(TASK STATEMENT)
Nothing but the lines from the one containing "Note: for this drill we locate the wooden canoe" to the end of the records that follow should be transcribed, each exactly, with the pictures left out.

(Image-grounded pointing data)
—————

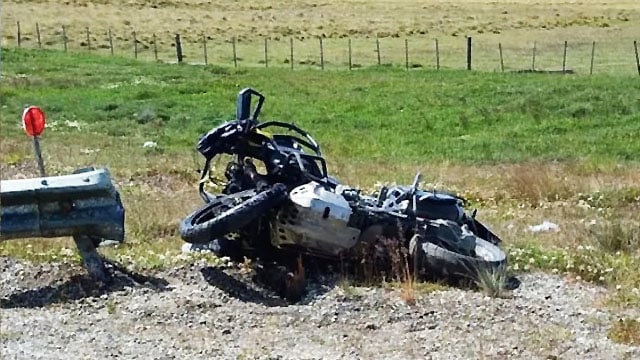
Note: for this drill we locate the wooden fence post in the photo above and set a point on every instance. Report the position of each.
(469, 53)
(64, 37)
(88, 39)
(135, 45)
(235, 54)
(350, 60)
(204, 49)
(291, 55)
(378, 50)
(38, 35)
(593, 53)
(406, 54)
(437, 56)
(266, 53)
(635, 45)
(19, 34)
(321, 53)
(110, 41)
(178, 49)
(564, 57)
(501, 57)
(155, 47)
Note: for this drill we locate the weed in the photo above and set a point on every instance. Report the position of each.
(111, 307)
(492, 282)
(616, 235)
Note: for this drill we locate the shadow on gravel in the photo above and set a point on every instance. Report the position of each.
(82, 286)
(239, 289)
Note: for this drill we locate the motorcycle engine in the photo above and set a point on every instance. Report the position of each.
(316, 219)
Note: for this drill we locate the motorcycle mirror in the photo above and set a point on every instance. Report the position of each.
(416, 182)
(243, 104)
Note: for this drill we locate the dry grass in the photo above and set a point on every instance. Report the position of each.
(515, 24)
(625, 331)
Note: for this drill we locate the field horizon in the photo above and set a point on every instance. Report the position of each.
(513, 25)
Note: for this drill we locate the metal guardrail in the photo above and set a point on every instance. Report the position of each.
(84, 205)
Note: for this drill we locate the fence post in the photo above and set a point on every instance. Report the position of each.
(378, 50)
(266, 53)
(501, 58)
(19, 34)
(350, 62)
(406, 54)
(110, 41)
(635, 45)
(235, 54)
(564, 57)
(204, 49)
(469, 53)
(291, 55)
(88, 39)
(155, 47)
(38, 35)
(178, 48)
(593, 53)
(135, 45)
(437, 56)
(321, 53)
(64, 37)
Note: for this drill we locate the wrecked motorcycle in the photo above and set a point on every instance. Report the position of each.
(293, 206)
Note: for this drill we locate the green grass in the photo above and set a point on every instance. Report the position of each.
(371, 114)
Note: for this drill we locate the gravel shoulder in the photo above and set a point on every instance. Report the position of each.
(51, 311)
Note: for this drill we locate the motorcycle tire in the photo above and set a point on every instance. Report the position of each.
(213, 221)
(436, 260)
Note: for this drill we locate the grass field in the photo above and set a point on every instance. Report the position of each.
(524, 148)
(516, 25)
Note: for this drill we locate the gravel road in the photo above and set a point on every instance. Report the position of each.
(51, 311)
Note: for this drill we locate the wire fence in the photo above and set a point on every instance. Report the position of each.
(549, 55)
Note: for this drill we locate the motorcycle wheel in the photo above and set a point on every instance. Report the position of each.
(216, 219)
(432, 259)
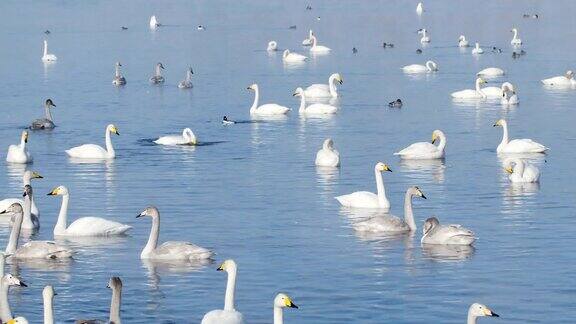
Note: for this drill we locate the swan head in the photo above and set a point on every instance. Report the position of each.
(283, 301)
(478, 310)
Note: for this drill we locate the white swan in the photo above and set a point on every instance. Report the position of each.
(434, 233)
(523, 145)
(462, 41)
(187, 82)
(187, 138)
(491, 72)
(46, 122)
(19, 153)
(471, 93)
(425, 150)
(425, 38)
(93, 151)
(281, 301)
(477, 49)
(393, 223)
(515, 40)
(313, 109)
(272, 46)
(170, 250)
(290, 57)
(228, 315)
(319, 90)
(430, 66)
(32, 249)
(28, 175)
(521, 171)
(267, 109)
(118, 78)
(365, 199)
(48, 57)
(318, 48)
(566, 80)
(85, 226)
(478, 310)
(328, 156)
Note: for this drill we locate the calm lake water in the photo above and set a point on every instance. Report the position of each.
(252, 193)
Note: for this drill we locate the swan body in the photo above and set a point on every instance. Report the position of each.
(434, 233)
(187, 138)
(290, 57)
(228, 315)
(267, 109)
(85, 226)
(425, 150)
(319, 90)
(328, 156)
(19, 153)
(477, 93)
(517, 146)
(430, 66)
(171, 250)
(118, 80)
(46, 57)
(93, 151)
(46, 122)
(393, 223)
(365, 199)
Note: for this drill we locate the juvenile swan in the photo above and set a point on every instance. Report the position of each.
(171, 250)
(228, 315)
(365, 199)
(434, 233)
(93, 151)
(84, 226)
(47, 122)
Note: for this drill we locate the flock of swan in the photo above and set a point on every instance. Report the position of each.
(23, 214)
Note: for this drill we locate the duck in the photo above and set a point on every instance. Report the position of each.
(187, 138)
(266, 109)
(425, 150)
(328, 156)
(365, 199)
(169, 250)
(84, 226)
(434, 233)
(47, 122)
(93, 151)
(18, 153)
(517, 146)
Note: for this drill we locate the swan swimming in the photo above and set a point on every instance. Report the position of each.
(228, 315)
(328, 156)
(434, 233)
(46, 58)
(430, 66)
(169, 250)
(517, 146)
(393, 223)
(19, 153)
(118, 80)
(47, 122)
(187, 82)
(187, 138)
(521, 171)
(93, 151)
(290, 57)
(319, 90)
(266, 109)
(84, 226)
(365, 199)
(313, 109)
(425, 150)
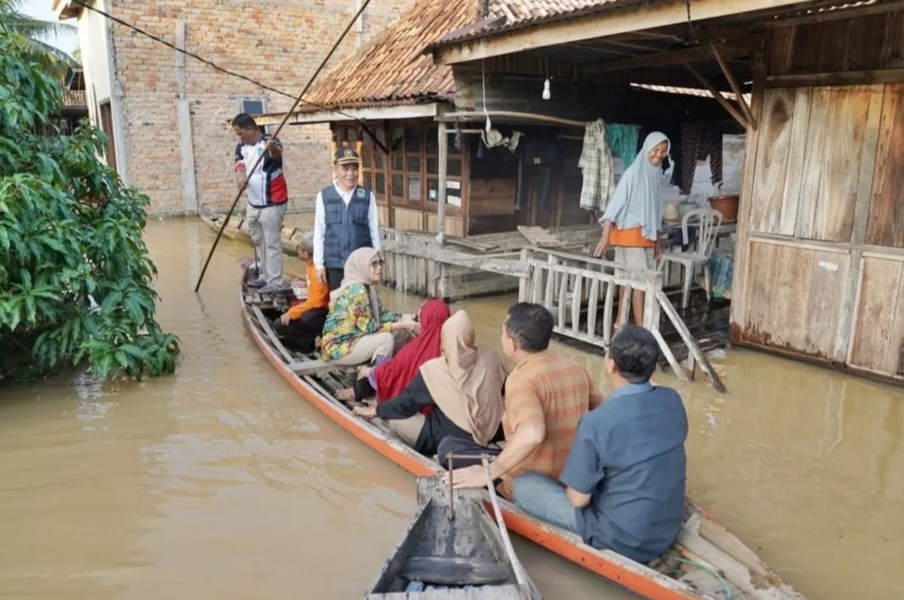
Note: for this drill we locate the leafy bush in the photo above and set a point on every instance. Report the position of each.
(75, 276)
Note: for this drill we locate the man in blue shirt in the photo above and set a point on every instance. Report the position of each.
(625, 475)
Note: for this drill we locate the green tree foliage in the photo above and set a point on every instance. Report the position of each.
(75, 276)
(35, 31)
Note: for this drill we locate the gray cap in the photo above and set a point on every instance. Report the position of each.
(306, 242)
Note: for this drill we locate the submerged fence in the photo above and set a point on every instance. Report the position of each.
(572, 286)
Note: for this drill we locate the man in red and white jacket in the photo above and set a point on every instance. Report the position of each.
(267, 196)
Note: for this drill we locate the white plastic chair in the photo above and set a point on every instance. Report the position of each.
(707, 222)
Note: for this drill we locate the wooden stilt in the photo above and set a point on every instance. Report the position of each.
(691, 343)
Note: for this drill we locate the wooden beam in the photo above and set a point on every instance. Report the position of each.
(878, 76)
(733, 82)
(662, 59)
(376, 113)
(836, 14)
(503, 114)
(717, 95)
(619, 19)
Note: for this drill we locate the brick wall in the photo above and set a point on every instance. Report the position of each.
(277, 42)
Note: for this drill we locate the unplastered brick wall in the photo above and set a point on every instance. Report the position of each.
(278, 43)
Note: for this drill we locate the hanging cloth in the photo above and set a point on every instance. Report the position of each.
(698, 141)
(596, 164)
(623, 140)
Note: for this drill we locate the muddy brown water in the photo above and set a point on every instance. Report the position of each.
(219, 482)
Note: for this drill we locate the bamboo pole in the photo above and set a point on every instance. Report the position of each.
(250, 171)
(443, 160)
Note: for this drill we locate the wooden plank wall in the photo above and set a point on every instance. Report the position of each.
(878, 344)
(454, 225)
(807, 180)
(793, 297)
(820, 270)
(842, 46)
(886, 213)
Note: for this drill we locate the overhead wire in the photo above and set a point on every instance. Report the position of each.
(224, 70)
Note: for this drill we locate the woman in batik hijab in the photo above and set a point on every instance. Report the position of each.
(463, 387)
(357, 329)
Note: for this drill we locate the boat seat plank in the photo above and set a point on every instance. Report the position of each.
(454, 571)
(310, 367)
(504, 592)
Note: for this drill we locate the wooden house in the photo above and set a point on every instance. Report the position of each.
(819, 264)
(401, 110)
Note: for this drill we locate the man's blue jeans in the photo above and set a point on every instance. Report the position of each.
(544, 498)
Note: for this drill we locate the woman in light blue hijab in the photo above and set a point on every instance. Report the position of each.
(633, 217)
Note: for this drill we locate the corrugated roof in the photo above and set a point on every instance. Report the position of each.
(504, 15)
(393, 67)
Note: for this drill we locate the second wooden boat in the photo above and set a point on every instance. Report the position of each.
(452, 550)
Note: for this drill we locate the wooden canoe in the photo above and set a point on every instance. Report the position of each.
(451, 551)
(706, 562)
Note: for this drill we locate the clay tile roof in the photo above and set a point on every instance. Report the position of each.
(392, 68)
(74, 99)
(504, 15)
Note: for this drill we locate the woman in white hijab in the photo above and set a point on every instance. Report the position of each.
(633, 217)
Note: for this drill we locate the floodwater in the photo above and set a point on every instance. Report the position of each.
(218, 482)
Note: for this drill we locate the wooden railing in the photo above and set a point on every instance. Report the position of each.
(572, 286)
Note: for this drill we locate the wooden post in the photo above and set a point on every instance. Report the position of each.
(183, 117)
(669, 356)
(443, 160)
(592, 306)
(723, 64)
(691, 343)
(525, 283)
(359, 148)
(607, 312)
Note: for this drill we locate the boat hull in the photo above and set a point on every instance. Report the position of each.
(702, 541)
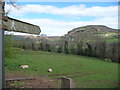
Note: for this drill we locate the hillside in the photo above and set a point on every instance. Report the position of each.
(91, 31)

—————

(REPLY)
Note: for this drill we locate the wooden canoe in the photo above and set a point on every instance. Report the position of each.
(451, 551)
(706, 562)
Note: for this drill we locate the clay tile roof in the photo above and set a point on every instance. Report the position of each.
(392, 68)
(74, 99)
(504, 15)
Note: for this drill we locate the woman in white hijab in the photo above and set a point on every instance. Report the position of each.
(633, 217)
Note: for this drill we locate the floodwater in the photo above and set a point on every instance. Report the position of each.
(218, 482)
Note: for this drill we locate the wooden railing in the photo above and set a point on every instance. Report the position of each.
(572, 286)
Note: for this drill we locate the wooden post in the photo above and set a point on every instance. Report the position of each.
(183, 117)
(669, 356)
(443, 160)
(592, 306)
(723, 64)
(691, 343)
(525, 283)
(359, 148)
(607, 312)
Note: for this drill we locate the boat hull in the photo above and set a point on every instance. Report the position of each.
(702, 541)
Note: for this drill we locate the hillside in the photo above and set a point on every instance. Report the position of each.
(91, 31)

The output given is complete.